• Consigne 1: Mettez à jour le passage des entrées allant de la ligne qui contient « Task: point at every instance of the green tree, one » jusqu'à la fin des entrées, bornes comprises, en remplaçant « marker » par « dot » sans rien changer d'autre. Ne redonnez que ce passage.

• Source:
REPUBLIQUE FRANCAISE
TRIBUNAL JUDICIAIRE
DE MARSEILLE
POLE SOCIAL
Caserne du Muy
CS 70302 – 21 rue Ahmed Litim
13331 Marseille cedex 03
JUGEMENT N° 24/02334 du 4 Juin 2024
Numéro de recours : N° RG 17/02049 - N° Portalis DBW3-W-B7B-U6O4
AFFAIRE :
DEMANDEUR
Organisme URSSAF PACA - DRRTI
[Adresse 5]
[Localité 3]
comparant assisté de Maître Clémence AUBRUN de la SELARL BREU-AUBRUN-GOMBERT ET ASSOCIES, avocats au barreau D’AIX-EN-PROVENCE
c/ DEFENDEUR
Monsieur [U] [S]
Chez Mr [X]
[Adresse 2]
[Localité 1]
comparant en personne
DÉBATS : À l'audience publique du 22 Février 2024
COMPOSITION DU TRIBUNAL lors des débats et du délibéré :
Présidente : PAWLOWSKI Anne-Sophie, Vice-Présidente
Assesseurs : PESCE-CASTELLA Catherine
OUDANE Radia
La greffière lors des débats : DI GIACOMO Alexia,
À l'issue de laquelle, les parties ont été avisées que le prononcé de la décision aurait lieu par mise à disposition au greffe le : 4 Juin 2024
NATURE DU JUGEMENT
Contradictoire et en dernier ressort
EXPOSE DU LITIGE
Le directeur du Régime Social des Indépendants Provence Alpes a décerné le 17 octobre 2016 à l’encontre de Monsieur [U] [S] une contrainte pour le paiement de la somme de 1 825 € au titre de cotisations sociales et majorations de retard pour la période de l’année 2015 et du deuxième trimestre 2016.
Cette contrainte a été signifiée par exploit d'huissier en date du 28 novembre 2016.
Par lettre recommandée avec avis de réception expédiée le 7 décembre 2016, Monsieur [U] [S] a formé opposition à cette contrainte auprès du Tribunal des affaires de la sécurité sociale des Bouches du Rhône.

• Consigne 2: Recopiez à l'identique le passage du jugement allant de « Cette contrainte a été » jusqu'à « Bouches du Rhône. » inclus.

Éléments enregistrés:
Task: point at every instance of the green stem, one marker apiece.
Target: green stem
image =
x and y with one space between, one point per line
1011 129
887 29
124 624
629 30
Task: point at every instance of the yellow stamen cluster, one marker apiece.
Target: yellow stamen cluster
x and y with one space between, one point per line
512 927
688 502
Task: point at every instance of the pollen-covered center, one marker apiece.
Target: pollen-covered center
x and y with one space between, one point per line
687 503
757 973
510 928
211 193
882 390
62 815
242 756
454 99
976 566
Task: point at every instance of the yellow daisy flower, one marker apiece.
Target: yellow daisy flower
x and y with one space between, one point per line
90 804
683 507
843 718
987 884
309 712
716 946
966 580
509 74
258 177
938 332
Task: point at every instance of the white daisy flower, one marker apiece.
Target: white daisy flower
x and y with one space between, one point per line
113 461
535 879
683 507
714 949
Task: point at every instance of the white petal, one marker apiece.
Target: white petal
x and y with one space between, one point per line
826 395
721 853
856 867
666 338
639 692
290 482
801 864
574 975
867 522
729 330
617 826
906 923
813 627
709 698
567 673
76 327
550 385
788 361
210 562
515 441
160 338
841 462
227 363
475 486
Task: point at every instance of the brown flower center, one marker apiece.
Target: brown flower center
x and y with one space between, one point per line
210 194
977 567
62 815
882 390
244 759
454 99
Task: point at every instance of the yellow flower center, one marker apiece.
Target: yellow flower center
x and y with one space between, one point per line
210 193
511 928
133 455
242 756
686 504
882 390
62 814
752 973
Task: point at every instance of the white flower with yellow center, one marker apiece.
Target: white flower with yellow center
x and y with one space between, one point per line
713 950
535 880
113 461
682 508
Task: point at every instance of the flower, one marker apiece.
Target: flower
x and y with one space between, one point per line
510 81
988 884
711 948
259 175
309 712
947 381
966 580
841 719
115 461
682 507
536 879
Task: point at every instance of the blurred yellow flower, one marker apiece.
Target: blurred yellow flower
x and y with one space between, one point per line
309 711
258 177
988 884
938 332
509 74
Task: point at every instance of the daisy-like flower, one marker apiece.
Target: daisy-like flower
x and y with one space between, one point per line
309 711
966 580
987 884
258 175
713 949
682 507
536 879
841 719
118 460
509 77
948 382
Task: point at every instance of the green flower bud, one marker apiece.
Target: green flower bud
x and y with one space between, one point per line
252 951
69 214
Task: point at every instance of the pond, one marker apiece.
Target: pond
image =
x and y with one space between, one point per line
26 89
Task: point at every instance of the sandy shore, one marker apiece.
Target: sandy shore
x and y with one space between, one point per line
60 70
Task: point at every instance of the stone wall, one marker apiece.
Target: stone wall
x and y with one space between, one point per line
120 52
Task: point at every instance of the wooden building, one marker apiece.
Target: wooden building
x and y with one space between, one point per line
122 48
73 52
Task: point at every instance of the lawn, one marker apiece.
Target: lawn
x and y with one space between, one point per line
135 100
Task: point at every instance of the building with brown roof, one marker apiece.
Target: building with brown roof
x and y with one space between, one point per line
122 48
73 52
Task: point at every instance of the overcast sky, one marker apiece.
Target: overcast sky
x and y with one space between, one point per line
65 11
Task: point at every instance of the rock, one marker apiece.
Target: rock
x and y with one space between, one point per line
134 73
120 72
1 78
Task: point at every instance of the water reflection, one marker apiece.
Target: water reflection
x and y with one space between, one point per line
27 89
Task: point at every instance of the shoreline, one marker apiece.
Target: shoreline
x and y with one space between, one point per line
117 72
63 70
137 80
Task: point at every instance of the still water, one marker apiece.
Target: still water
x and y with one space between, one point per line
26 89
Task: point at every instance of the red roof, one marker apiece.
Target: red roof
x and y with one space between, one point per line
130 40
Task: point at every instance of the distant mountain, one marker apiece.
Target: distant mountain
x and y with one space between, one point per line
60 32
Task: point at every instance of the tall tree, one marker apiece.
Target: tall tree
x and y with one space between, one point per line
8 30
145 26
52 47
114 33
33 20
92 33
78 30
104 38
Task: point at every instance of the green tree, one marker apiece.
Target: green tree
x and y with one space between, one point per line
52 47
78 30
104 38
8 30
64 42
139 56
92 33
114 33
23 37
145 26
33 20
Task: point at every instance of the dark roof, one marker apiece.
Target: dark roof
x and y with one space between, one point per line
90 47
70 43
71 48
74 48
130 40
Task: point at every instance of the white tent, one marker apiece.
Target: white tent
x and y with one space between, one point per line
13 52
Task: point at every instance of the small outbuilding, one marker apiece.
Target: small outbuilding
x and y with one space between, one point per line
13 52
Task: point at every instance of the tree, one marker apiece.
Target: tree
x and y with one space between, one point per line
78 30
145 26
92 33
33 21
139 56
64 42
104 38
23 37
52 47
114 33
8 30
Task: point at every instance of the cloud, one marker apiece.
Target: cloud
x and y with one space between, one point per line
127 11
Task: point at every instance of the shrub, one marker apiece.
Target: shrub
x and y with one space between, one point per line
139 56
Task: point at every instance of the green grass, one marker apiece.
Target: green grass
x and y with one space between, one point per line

• Réponse rédigée 1:
Task: point at every instance of the green tree, one dot apiece.
Target: green tree
x and y with one space between, one point per line
52 47
78 30
104 38
8 30
64 42
139 56
92 33
114 33
23 37
145 26
33 20
Task: point at every instance of the dark roof, one dot apiece.
Target: dark roof
x and y with one space between, one point per line
90 47
70 43
71 48
74 48
130 40
Task: point at every instance of the white tent, one dot apiece.
Target: white tent
x and y with one space between, one point per line
13 52
Task: point at every instance of the small outbuilding, one dot apiece.
Target: small outbuilding
x and y with one space between, one point per line
13 52
Task: point at every instance of the tree, one dot apiece.
Target: tree
x and y with one space between, one point per line
78 30
145 26
92 33
33 21
139 56
64 42
104 38
23 37
52 47
114 33
8 30
Task: point at every instance of the cloud, one dot apiece.
Target: cloud
x and y with one space between, one point per line
127 11
Task: point at every instance of the shrub, one dot apiece.
Target: shrub
x and y with one space between, one point per line
139 56
Task: point at every instance of the green grass, one dot apiece.
Target: green grass
x and y with one space between, one point per line

• Réponse rédigée 2:
Cette contrainte a été signifiée par exploit d'huissier en date du 28 novembre 2016.
Par lettre recommandée avec avis de réception expédiée le 7 décembre 2016, Monsieur [U] [S] a formé opposition à cette contrainte auprès du Tribunal des affaires de la sécurité sociale des Bouches du Rhône.